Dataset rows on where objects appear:
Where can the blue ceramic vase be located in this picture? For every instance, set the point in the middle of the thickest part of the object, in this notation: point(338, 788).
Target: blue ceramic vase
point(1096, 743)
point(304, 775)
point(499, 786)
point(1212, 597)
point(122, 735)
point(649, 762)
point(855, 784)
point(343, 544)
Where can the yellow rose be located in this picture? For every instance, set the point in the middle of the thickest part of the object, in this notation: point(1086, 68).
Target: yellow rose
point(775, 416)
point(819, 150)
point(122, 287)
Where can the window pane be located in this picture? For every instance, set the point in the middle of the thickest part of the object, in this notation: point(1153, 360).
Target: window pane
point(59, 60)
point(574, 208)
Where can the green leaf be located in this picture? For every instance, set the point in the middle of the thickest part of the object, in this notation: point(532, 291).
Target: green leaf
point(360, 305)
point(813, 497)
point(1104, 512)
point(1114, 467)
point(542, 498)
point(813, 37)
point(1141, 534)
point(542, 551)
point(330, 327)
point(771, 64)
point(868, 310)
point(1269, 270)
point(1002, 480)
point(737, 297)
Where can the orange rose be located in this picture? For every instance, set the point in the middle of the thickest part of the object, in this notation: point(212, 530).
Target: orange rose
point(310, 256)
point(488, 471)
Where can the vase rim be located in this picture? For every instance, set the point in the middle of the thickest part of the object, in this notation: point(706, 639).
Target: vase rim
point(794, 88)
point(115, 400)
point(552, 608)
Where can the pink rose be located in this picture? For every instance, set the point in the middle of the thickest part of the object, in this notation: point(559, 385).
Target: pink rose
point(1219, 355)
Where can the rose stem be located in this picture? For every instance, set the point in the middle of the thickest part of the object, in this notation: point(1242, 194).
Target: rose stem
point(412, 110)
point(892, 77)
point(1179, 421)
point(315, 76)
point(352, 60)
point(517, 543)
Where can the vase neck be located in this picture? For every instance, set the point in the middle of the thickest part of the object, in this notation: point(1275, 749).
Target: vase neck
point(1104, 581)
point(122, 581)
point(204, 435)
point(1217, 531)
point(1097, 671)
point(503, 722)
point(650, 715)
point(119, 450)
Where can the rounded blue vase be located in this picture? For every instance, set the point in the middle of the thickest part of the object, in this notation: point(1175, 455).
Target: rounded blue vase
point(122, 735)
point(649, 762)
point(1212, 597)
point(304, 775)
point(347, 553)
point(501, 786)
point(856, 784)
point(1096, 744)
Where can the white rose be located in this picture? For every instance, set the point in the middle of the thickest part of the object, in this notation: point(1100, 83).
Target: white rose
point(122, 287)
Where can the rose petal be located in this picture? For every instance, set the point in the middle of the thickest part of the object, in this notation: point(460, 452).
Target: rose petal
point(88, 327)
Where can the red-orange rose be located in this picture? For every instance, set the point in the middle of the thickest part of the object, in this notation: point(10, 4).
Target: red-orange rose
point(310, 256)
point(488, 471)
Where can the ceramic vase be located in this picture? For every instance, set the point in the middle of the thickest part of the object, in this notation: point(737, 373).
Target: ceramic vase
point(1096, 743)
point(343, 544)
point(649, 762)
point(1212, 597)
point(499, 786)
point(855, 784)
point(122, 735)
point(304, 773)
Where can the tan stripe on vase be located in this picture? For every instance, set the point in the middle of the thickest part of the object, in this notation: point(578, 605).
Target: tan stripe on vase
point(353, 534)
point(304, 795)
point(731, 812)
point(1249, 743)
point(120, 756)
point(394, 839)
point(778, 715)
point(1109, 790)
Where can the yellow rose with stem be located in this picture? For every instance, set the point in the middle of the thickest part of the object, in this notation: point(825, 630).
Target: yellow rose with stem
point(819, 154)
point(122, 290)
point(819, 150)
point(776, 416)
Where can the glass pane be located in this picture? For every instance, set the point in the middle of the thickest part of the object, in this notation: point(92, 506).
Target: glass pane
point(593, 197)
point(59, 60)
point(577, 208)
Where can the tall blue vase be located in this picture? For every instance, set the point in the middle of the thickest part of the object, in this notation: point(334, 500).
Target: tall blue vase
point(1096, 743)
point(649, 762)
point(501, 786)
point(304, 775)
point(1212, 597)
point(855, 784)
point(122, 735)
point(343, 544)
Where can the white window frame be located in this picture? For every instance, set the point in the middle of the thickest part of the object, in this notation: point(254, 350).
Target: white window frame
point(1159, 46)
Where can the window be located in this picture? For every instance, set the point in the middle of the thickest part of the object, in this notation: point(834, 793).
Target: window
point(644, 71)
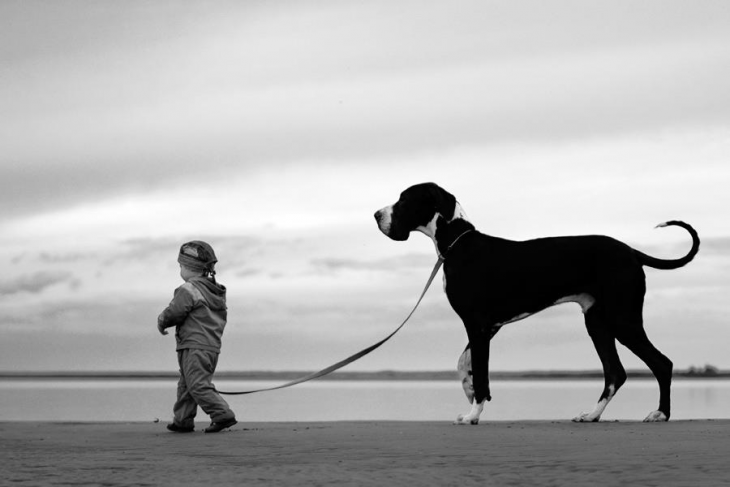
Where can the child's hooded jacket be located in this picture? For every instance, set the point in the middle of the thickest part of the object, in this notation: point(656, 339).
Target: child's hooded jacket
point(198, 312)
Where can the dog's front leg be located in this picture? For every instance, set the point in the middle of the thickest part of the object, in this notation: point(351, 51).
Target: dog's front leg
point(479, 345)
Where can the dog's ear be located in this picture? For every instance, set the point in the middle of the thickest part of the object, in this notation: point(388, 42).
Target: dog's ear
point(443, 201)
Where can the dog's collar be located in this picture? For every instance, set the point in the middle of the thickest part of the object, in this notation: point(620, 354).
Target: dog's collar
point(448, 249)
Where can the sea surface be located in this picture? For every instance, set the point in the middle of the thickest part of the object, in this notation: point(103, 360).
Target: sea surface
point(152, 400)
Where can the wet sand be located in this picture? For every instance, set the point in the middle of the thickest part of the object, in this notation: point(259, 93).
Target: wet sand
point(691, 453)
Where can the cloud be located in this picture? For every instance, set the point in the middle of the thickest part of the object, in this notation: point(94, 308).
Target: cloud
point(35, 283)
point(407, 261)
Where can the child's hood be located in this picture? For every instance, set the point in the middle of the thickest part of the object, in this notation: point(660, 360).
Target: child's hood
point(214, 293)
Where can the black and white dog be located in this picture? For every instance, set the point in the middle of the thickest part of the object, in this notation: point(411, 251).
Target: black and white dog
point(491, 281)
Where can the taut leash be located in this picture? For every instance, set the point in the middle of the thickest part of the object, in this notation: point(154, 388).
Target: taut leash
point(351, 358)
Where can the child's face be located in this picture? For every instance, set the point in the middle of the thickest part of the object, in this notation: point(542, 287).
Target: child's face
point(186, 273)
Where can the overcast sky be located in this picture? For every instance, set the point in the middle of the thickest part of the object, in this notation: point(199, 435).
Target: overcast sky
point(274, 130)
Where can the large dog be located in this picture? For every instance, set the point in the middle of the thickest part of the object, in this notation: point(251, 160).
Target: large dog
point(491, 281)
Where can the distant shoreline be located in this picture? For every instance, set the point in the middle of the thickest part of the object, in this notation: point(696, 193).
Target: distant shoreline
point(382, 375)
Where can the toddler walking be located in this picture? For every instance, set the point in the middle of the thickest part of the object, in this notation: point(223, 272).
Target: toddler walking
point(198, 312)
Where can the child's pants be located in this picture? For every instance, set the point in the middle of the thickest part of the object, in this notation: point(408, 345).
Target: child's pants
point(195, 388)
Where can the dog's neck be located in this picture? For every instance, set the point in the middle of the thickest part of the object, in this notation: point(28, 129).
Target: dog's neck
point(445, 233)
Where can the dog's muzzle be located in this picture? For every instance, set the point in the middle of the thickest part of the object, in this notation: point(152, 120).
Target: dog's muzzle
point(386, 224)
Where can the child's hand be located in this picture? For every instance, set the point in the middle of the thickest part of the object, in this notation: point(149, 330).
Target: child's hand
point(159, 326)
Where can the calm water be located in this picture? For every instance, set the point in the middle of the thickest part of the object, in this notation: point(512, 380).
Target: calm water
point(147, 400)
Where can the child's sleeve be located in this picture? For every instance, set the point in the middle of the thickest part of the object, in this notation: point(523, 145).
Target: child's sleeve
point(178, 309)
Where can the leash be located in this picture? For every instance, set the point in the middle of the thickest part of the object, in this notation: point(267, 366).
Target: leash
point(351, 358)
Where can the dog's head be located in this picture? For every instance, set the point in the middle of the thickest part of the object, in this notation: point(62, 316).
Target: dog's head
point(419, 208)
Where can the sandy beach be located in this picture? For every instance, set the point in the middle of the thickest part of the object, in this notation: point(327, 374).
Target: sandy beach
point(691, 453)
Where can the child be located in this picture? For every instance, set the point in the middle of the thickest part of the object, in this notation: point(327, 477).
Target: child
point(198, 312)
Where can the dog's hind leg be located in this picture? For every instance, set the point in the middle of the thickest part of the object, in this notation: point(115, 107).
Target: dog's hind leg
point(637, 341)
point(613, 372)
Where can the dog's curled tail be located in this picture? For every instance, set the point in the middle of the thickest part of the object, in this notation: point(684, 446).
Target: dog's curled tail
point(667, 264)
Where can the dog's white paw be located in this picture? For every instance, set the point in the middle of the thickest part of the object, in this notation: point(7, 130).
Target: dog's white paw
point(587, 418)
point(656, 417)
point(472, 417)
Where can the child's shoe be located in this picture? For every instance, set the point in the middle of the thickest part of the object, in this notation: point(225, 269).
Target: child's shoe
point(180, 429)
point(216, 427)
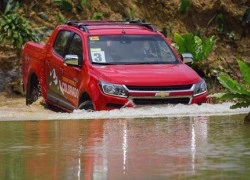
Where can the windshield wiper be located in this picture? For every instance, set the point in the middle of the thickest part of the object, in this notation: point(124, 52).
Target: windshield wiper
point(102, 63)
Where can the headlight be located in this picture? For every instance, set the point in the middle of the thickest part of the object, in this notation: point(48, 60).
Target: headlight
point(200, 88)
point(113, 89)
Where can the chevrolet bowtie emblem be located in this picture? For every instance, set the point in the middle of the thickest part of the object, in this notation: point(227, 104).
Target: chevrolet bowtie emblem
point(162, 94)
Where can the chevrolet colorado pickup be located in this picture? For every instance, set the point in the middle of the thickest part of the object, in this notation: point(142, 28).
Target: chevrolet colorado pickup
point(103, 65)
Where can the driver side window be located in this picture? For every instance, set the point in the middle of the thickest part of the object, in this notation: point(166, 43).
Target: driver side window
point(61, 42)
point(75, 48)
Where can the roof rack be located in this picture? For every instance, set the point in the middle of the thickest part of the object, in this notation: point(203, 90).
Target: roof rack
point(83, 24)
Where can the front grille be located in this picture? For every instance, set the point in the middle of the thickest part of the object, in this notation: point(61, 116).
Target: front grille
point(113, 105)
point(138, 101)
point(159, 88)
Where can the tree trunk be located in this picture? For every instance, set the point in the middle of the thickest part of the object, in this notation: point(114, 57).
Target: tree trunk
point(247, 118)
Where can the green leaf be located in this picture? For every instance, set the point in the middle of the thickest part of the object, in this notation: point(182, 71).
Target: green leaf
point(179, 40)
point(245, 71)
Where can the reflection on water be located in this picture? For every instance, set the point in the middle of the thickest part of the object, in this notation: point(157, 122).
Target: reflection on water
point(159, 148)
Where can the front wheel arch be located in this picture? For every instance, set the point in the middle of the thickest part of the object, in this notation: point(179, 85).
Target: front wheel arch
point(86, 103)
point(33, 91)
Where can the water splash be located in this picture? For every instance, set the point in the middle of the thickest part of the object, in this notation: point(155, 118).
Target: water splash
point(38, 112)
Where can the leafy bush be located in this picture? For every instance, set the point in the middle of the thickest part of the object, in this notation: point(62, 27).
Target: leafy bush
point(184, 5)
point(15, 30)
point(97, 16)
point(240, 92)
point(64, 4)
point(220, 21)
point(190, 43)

* WHAT NEEDS TO BE DONE *
Rewrite the lines between the one holding "Where can the reflection" and the one holding "point(33, 91)", inclusive, keeping the requests as they are and multiplying every point coordinate in the answers by 0.55, rounded to whole numbers with halves going up. Leave the sample points in the requests unchanged.

* COMPLETED TASK *
Where can the reflection on water be located in this picture? For every instance, set the point in the middle of the thickest part of the object, in this notation: point(157, 122).
Target: reflection on water
point(87, 81)
Where can the front wheel arch be located in this picture? For every instance, set the point in the middle of the thickest part of the object, in this notation: point(179, 85).
Target: front wheel arch
point(47, 57)
point(18, 50)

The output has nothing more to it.